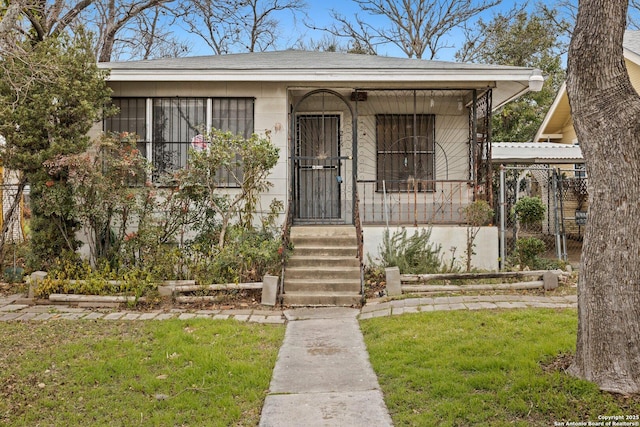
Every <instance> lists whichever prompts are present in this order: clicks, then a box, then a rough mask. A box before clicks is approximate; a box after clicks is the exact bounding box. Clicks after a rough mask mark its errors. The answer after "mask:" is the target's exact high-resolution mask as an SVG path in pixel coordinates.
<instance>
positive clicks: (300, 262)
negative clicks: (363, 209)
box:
##########
- _Problem statement_: Your task is to repeat exactly the lines from the beginning of the data to the line that contains "positive clicks: (300, 262)", both ends included, leaving out pictures.

- _Output of the exercise_:
Every <instance> lists whichever prompts are present in this order: clicks, then a box, then a rough mask. A box before clicks is approximate; a box after clicks is the exact bounding box. Clicks after a rough mask mark its errors. The answer after "mask:" is the target's exact high-resolution mask as an SVG path in pixel coordinates.
<instance>
positive clicks: (300, 262)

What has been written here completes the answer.